SELECTED TEXT
%%

# R Squared

R-squared (R²) indicates how well the independent variables explain the variability of the dependent variable.
If R² = 0.6, we can say that 'x' explains 60% of the variation in 'y'

However, one of its limitations is that it always increases when more variables are added to the model—even if those variables are not meaningful. This can give a false impression of model improvement.

# Adjusted R Squared

Adjusted R-squared, on the other hand, accounts for the number of predictors in the model. It only increases if the new variable improves the model more than would be expected by chance. It can even decrease if the added variable is not helpful.
So, adjusted R-squared is especially useful when comparing models with different numbers of predictors, such as during feature selection. It helps avoid overfitting by penalizing unnecessary complexity

In [1]:
from sklearn.metrics import r2_score
import numpy as np

In [2]:
# Sample actual and predicted values
y_true = np.array([100, 150, 200, 250, 300])
y_pred = np.array([110, 140, 195, 260, 310])

# Calculate R-squared
r_squared = r2_score(y_true, y_pred)

# Manually compute Adjusted R-squared
n = len(y_true)         # number of observations
k = 2                   # number of predictors used in the model (example)
adjusted_r_squared = 1 - (1 - r_squared) * (n - 1) / (n - k - 1)

print(f"R-squared: {r_squared:.4f}")
print(f"Adjusted R-squared: {adjusted_r_squared:.4f}")


R-squared: 0.9830
Adjusted R-squared: 0.9660

%%

THE REQUEST
According to the R-squared notes, why is adjusted R-squared the better measure when comparing models with different numbers of predictors? Answer in one to three sentences.

(Dataset records about object locations)
%%

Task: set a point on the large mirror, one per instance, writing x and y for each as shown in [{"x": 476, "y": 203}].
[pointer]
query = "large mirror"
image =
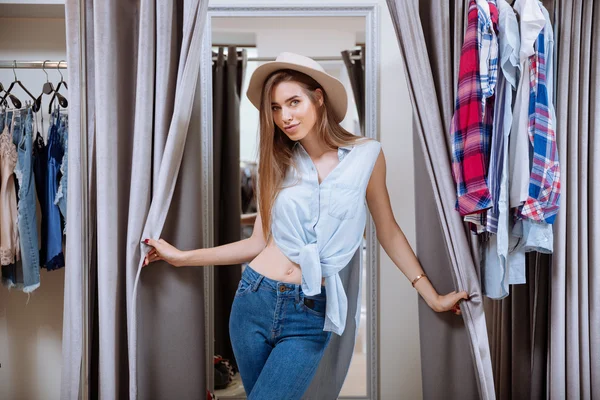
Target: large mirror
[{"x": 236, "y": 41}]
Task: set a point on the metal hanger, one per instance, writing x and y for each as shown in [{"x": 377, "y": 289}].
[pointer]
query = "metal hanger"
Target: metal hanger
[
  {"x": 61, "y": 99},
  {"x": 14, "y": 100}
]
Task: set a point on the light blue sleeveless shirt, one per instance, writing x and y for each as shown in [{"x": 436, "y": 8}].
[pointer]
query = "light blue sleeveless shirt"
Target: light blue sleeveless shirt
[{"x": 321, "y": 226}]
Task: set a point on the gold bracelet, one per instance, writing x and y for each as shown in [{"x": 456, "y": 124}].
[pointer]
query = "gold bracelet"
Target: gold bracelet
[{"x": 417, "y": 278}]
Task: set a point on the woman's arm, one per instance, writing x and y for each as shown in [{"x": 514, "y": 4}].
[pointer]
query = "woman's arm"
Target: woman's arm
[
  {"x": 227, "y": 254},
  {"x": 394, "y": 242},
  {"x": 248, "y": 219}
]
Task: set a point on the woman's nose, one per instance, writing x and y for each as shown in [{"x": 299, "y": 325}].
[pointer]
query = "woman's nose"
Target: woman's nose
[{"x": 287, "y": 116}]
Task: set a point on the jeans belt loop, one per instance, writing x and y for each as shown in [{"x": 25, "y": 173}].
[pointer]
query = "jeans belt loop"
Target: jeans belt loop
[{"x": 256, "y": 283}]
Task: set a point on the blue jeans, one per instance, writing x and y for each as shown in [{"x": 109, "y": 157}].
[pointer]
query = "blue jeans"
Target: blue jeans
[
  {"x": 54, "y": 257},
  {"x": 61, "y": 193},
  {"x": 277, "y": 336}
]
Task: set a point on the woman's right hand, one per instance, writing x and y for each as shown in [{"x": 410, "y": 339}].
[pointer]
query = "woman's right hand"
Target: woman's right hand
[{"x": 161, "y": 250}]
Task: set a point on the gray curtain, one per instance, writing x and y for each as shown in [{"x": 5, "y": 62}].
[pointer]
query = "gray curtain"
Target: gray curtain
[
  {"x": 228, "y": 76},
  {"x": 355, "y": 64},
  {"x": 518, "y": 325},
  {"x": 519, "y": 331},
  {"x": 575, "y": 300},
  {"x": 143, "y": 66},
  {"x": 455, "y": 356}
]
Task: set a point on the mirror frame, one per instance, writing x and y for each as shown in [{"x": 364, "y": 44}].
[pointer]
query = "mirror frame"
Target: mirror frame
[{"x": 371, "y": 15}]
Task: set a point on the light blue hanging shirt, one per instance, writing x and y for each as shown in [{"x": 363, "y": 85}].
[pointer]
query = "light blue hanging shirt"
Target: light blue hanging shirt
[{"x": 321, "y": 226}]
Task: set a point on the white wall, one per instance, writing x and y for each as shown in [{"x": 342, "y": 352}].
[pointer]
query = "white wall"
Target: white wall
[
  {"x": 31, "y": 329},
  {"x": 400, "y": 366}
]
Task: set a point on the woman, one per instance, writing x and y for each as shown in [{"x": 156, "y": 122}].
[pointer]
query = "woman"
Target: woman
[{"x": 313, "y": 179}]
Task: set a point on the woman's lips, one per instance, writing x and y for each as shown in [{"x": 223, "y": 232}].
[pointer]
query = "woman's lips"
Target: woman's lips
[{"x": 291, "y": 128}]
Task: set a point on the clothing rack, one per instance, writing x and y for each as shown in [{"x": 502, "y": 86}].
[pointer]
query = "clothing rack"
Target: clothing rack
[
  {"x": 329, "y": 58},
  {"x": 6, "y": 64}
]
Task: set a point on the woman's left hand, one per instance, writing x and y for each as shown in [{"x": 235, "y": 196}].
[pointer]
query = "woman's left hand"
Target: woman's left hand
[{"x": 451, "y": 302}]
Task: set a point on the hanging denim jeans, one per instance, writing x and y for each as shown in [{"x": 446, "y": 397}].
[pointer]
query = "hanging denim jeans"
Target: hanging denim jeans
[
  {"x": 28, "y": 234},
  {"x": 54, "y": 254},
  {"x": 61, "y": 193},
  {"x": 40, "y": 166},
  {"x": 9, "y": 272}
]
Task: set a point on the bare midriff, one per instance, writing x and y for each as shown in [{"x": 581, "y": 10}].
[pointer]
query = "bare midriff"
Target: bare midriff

%%

OUTPUT OF THE TASK
Plain R-squared always rises when more variables are added, even meaningless ones, which can make a model look better than it is. Adjusted R-squared accounts for the number of predictors and rises only when a new variable improves the model more than chance would, and it can even fall when the variable doesn't help. This penalty on unnecessary complexity helps avoid overfitting.